[Records from a data collection]
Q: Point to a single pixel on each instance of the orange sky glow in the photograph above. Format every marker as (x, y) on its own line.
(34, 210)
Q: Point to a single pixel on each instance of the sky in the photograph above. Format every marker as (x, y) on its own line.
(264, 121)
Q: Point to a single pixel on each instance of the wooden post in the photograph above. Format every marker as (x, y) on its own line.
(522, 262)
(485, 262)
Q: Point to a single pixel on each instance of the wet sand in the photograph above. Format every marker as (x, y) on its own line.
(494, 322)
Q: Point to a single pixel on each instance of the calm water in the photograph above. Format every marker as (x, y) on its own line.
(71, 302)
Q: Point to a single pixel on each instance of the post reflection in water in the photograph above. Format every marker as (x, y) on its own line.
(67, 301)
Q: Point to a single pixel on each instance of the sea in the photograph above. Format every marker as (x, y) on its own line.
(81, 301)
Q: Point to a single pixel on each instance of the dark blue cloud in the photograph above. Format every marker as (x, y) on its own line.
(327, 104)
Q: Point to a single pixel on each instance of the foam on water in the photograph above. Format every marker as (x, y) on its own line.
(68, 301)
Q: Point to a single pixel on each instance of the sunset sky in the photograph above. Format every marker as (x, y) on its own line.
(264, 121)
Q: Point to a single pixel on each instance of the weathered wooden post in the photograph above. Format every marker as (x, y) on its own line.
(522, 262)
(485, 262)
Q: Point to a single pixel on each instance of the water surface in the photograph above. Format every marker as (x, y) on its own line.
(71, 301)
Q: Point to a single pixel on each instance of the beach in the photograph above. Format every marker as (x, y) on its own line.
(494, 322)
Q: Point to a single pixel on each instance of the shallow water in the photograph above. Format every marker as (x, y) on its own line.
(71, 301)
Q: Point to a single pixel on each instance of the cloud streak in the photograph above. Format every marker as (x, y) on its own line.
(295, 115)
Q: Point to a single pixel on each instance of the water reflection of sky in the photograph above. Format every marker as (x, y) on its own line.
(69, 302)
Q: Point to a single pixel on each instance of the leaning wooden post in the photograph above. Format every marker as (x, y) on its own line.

SET PROBLEM
Write out the data again from the line holding "of the beach" through the end, inclusive, replacing "photograph" with "image" and leaving everything else unchanged.

COMPLETE RESPONSE
Q: Point to a single pixel on each instance of the beach in the image above. Format every marker as (x, y) on its own line.
(494, 322)
Q: Point to a single pixel on each instance of the shallow water in the image above. Format every marker as (x, y) on its own line.
(71, 301)
Q: Point to a single pixel on each instance of the cloud streak in the image above. Format every marker as (x, y) on its own line.
(295, 115)
Q: Point to a single pixel on each instance of the water reflection of sky in the image above. Format every marker as (x, y) on its own line.
(69, 302)
Q: Point to a single pixel on each instance of the leaning wooden post in the image above. Format every marker as (x, y) on its own line.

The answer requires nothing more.